• Task: Copy every line below that has the word "dental" in it.

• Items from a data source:

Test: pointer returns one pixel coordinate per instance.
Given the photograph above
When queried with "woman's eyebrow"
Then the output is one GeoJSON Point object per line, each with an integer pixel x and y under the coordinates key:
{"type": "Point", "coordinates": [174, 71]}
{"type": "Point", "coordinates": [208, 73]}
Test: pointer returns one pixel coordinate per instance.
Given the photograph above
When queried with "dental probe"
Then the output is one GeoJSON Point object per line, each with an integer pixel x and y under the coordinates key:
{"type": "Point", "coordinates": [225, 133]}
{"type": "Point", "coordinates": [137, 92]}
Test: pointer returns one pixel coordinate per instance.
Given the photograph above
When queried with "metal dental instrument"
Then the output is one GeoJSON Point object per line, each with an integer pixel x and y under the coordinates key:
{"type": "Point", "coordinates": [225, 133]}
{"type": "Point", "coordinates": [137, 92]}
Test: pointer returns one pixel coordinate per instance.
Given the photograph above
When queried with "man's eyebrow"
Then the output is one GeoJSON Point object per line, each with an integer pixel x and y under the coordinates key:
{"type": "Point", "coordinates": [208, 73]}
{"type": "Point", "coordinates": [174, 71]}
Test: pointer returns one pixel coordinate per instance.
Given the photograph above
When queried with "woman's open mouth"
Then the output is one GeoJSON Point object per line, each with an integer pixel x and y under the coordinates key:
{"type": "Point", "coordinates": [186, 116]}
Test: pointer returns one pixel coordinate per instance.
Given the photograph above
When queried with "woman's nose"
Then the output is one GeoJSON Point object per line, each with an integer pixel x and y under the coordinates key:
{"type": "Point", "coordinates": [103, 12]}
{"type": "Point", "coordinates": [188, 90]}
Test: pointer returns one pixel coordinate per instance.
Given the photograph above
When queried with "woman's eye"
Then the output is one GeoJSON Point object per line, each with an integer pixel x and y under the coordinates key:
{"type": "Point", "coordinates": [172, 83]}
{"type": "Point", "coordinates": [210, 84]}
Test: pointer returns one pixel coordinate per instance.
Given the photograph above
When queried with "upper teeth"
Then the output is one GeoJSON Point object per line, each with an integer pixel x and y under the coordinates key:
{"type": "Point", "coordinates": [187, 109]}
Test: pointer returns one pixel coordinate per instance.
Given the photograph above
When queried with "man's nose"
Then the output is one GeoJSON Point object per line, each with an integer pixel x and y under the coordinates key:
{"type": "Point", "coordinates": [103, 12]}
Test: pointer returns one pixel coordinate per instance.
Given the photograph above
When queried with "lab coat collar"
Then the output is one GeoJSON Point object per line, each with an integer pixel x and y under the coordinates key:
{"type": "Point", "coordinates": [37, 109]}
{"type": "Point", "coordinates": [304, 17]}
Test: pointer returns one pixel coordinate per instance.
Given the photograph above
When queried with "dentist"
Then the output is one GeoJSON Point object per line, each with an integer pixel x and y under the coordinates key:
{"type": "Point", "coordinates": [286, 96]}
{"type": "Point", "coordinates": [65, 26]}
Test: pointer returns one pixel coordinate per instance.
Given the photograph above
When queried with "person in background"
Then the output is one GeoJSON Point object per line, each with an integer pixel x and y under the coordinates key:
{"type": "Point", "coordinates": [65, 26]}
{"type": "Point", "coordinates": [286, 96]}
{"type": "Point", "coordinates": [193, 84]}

• Response below:
When queried with "dental probe"
When queried with "metal dental instrument"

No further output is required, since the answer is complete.